** BEGIN **
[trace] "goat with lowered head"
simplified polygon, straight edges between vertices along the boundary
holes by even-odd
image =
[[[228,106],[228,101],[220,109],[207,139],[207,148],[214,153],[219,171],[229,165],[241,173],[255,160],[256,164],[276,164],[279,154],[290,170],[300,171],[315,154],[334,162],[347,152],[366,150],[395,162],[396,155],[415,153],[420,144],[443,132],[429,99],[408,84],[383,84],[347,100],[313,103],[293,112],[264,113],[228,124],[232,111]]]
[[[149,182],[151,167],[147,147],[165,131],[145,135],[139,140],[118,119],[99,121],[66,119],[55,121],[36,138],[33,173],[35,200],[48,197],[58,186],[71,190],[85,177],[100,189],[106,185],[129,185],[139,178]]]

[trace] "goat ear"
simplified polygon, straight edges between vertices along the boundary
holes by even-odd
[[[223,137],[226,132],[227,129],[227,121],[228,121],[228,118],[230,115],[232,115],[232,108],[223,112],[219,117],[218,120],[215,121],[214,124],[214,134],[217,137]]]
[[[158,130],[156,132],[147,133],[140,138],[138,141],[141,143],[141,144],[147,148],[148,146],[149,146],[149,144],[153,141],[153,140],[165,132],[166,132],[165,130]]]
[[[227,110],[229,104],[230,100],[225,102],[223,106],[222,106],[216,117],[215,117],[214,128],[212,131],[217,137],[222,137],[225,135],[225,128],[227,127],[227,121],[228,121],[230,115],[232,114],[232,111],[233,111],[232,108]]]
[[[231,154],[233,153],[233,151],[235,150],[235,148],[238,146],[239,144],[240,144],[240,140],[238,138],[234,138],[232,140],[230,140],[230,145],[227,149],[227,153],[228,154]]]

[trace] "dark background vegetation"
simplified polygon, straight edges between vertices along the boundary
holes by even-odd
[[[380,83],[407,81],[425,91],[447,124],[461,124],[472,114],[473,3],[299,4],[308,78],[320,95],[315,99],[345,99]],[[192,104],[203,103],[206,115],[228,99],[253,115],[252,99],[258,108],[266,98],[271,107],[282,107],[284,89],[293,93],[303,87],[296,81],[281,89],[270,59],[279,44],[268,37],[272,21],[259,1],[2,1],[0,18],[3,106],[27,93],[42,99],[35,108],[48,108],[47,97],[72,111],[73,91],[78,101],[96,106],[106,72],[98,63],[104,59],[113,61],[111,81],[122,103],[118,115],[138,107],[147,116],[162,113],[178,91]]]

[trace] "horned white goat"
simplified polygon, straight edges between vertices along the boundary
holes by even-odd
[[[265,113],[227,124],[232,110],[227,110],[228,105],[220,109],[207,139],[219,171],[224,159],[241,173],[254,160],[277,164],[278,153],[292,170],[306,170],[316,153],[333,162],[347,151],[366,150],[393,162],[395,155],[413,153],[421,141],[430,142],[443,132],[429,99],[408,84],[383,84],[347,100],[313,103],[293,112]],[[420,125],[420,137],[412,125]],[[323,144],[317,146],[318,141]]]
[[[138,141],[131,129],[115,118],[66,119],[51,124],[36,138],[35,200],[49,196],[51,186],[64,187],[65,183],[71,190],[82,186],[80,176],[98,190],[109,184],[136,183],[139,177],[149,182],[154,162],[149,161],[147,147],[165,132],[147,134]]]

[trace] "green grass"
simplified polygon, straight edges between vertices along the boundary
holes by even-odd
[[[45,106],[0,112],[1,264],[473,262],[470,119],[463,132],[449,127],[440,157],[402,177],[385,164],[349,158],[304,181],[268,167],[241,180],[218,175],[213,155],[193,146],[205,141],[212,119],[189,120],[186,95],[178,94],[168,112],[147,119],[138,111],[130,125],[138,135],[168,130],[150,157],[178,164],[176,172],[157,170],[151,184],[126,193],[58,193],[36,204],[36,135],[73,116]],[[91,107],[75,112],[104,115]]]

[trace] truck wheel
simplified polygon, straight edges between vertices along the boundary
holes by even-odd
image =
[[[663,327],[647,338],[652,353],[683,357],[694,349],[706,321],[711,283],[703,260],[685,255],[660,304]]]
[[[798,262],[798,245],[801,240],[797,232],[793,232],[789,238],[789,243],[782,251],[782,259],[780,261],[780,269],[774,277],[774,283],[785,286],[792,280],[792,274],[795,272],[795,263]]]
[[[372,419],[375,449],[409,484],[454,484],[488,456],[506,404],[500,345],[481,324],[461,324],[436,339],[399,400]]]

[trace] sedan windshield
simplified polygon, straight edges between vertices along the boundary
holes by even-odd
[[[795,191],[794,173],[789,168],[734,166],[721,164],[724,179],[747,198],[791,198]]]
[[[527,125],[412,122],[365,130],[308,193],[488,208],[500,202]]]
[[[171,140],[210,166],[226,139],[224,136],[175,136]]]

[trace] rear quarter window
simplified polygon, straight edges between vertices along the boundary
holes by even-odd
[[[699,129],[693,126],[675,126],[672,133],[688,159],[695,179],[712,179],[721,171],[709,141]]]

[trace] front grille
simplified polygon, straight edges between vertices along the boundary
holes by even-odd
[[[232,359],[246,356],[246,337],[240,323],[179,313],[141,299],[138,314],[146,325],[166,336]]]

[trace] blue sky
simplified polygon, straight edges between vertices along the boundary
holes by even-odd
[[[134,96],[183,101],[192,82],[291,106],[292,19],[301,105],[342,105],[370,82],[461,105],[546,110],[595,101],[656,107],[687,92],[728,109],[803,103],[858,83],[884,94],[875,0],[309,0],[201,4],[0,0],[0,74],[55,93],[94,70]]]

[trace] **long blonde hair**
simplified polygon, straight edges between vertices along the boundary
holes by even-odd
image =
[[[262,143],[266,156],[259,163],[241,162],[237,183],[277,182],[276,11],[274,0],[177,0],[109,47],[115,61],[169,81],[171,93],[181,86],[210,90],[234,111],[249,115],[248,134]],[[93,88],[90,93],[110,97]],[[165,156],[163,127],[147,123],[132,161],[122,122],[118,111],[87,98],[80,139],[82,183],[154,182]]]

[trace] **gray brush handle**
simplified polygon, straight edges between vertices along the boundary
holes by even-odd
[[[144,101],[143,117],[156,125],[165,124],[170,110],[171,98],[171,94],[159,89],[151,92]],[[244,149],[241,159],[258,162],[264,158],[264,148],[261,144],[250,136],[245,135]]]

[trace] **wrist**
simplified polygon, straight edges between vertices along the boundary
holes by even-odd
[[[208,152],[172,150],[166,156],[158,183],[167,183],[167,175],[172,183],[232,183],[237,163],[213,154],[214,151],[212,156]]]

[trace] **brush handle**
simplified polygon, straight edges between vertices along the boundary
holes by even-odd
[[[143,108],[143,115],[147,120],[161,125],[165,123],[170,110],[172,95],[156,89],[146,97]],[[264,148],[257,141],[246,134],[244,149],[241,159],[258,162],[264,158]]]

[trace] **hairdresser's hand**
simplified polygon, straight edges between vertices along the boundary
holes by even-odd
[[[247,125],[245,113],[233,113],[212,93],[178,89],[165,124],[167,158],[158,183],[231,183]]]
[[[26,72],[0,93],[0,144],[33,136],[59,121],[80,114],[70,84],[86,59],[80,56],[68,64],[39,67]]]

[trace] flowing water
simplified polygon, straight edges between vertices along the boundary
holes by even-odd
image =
** END **
◆ **YOUR TASK**: Locate every line above that contains the string "handle" and copy each one. Case counts.

◆ **WORKED SOLUTION**:
[trace] **gray brush handle**
[trace] **brush handle**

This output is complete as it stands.